--- START Information provided ---

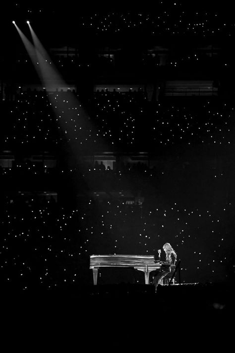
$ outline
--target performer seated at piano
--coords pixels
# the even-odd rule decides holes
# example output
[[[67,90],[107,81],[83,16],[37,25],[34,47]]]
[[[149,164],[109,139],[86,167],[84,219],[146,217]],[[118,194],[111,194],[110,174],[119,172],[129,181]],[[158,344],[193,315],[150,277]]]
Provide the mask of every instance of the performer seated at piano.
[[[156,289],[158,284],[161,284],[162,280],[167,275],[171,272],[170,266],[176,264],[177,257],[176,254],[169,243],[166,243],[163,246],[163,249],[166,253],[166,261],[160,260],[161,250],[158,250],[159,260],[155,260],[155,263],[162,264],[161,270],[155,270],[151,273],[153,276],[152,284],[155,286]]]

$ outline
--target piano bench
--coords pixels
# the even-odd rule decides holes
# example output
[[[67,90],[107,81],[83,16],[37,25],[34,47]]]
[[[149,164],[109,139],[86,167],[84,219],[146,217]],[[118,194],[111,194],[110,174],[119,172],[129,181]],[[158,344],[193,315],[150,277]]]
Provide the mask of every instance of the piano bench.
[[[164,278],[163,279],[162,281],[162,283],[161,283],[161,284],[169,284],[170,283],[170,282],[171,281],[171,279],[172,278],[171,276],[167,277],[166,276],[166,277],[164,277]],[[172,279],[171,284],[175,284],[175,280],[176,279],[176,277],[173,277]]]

--- END Information provided ---
--- START Information provided ---

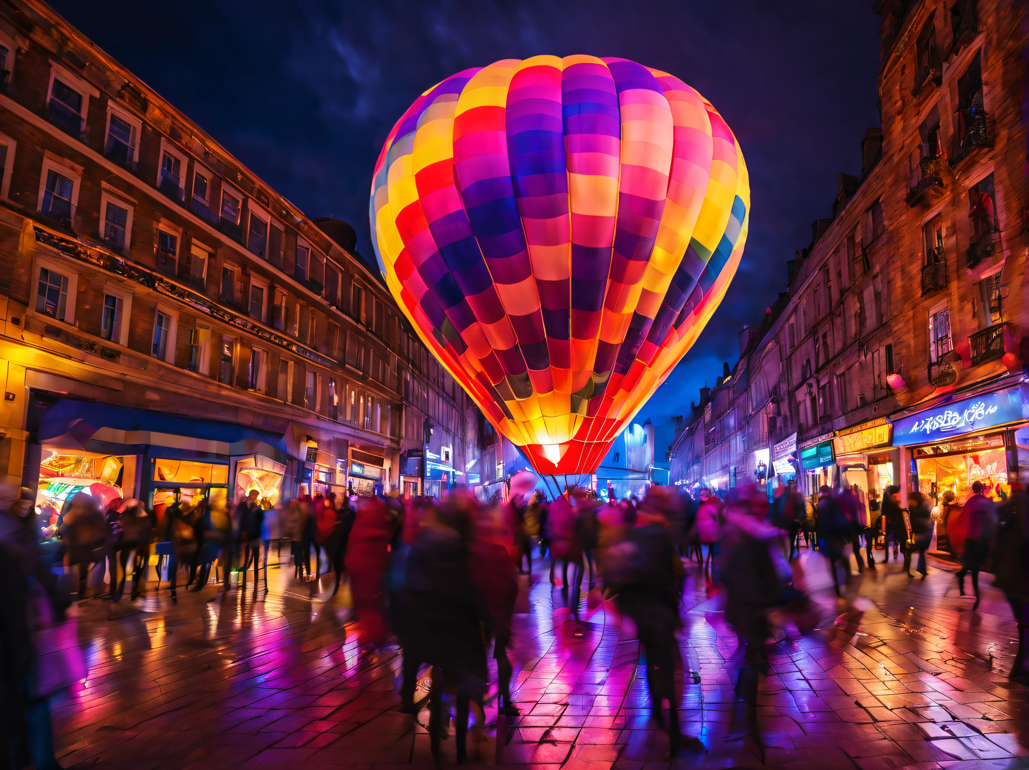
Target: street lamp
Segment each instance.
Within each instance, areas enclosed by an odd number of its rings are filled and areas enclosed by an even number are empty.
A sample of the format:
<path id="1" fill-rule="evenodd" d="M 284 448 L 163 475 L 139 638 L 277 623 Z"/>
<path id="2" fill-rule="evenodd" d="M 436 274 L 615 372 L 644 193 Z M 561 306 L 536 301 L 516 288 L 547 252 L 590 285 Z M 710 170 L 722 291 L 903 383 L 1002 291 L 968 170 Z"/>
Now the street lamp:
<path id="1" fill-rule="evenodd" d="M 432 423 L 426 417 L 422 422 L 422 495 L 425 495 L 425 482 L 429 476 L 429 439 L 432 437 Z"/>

--- END Information provided ---

- [Requirement] Please pull out every line in the records above that contains the word "rule", copying each line in full.

- [Expected answer]
# the even-odd rule decides holes
# the even-odd rule decides holes
<path id="1" fill-rule="evenodd" d="M 284 448 L 163 475 L 139 638 L 277 623 Z"/>
<path id="2" fill-rule="evenodd" d="M 436 274 L 615 372 L 644 193 Z M 561 306 L 536 301 L 516 288 L 547 252 L 590 285 Z M 710 170 L 722 291 L 903 383 L 1002 291 L 968 170 Z"/>
<path id="1" fill-rule="evenodd" d="M 432 423 L 426 417 L 422 422 L 422 495 L 425 495 L 425 482 L 429 476 L 429 439 L 432 437 Z"/>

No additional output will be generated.